Task statement »
Show every line of the listing below that contains the string "foliage". Case counts, so match only that exact capitalization.

Stored data »
+---+

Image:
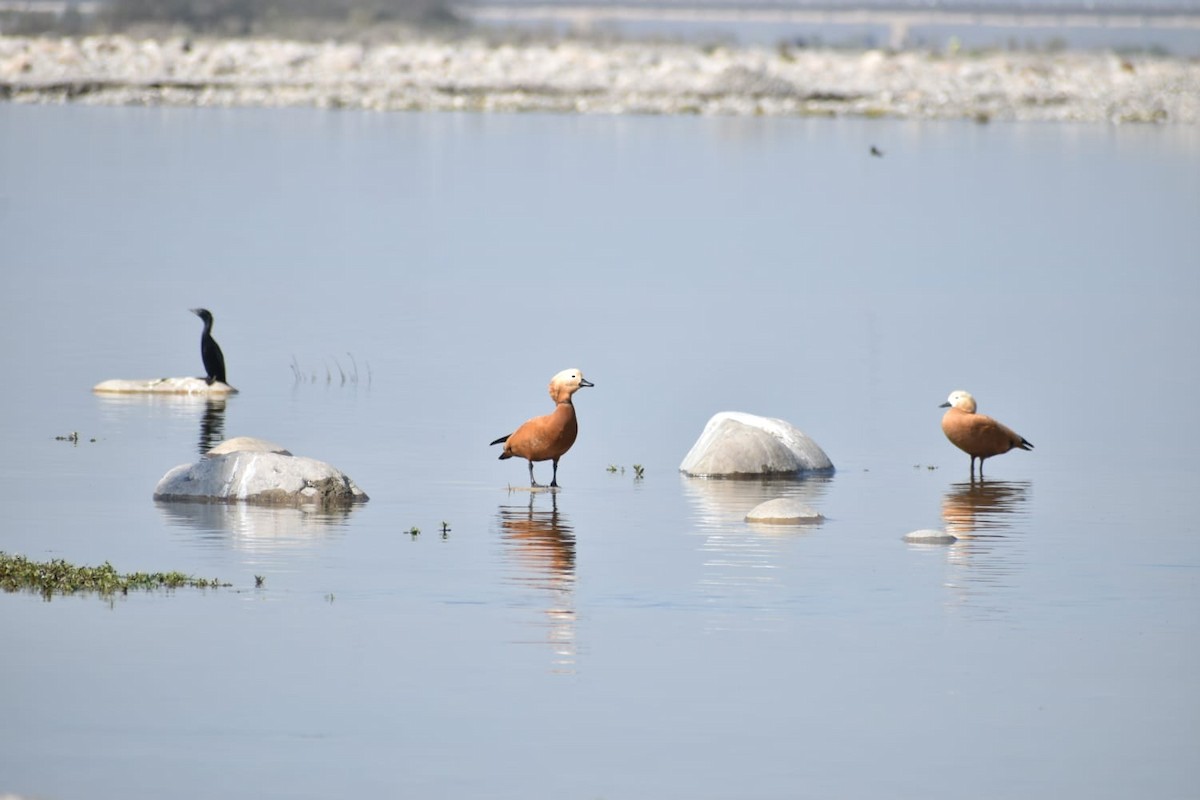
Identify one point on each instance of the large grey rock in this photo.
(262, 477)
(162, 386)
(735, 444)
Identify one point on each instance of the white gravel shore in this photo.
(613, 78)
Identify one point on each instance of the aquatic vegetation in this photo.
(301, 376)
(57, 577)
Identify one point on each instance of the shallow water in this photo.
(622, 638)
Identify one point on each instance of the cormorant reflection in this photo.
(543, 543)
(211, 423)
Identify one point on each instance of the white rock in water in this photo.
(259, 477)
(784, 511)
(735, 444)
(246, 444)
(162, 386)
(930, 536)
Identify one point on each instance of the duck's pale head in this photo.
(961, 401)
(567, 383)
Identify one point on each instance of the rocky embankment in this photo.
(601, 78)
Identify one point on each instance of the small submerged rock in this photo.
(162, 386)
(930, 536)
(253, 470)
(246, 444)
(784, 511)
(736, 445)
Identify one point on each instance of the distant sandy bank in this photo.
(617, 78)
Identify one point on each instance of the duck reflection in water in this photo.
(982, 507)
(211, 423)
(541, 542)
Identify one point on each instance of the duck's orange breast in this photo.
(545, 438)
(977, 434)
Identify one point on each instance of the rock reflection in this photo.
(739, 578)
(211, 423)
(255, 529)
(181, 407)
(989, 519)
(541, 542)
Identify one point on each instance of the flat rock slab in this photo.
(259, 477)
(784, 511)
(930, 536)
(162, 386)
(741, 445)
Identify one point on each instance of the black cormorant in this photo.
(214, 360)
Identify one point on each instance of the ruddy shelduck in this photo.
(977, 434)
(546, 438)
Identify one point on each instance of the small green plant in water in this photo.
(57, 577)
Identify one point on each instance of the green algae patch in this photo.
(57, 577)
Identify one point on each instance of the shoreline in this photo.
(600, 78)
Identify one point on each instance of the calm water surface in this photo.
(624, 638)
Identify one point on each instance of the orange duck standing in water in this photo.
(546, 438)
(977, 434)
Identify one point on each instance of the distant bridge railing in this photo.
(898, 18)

+---+

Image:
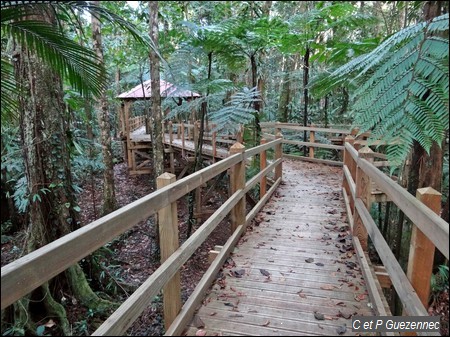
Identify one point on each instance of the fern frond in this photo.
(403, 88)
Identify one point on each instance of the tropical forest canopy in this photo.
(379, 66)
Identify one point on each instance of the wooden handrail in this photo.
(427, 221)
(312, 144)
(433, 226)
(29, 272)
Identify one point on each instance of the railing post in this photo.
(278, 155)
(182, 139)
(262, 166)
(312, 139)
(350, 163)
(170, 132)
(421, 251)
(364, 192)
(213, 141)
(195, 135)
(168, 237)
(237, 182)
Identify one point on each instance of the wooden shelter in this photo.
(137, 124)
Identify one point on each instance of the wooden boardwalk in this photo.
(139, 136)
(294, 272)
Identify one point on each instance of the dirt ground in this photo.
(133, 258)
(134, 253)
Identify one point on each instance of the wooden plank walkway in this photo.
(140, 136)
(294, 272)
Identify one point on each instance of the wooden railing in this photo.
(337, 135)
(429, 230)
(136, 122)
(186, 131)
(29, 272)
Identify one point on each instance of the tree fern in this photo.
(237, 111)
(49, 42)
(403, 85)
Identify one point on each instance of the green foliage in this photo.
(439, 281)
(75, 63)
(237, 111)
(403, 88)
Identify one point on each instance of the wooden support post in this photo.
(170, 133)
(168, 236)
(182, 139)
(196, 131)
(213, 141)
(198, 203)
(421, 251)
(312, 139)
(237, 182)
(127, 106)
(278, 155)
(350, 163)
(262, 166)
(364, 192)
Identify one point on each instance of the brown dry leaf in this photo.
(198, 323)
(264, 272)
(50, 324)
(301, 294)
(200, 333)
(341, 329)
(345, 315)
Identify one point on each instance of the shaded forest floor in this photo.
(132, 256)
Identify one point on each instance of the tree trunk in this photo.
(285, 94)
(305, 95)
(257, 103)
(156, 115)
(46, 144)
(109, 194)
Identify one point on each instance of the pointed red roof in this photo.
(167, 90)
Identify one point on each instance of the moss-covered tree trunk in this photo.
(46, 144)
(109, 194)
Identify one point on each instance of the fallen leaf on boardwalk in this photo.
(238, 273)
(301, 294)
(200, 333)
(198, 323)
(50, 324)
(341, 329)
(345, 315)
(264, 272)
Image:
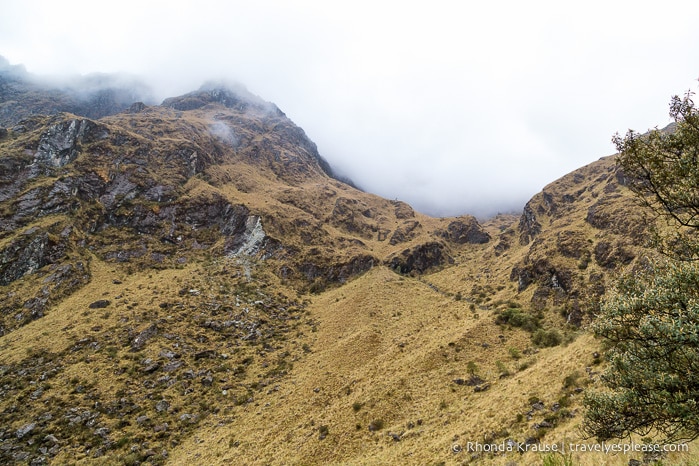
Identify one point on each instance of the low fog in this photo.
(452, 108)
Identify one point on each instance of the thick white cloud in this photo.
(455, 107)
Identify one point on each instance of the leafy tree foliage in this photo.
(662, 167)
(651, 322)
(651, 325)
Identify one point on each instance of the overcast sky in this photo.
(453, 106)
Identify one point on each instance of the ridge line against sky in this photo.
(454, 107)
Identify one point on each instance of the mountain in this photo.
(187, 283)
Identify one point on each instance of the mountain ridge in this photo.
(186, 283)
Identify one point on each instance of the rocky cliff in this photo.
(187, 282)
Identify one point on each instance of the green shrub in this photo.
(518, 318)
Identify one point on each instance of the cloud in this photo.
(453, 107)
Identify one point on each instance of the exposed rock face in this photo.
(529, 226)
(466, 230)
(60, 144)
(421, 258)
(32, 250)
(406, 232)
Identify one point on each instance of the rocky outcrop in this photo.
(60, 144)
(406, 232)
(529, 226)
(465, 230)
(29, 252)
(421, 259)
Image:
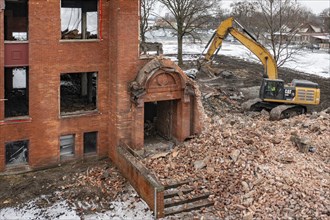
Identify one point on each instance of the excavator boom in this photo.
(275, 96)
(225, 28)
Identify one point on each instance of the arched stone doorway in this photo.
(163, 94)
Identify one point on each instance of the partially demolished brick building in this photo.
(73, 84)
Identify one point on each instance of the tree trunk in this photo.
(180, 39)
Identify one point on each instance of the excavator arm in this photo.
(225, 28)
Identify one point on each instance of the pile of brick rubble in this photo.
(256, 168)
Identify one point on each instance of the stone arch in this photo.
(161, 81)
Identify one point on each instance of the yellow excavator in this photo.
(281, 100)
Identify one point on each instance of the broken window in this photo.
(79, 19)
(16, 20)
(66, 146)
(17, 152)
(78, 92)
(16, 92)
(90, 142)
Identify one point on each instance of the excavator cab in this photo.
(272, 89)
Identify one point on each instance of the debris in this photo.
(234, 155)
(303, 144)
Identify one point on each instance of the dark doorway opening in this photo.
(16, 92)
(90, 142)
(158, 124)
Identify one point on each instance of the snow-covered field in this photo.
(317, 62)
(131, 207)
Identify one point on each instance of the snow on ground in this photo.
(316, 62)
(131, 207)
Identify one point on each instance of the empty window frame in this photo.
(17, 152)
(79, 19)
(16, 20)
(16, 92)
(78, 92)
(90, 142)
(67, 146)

+---+

The completed task »
Identify one point on each instance of the green foliage in this photo.
Identify one point on each instance of the leafy tree foliage in this photo.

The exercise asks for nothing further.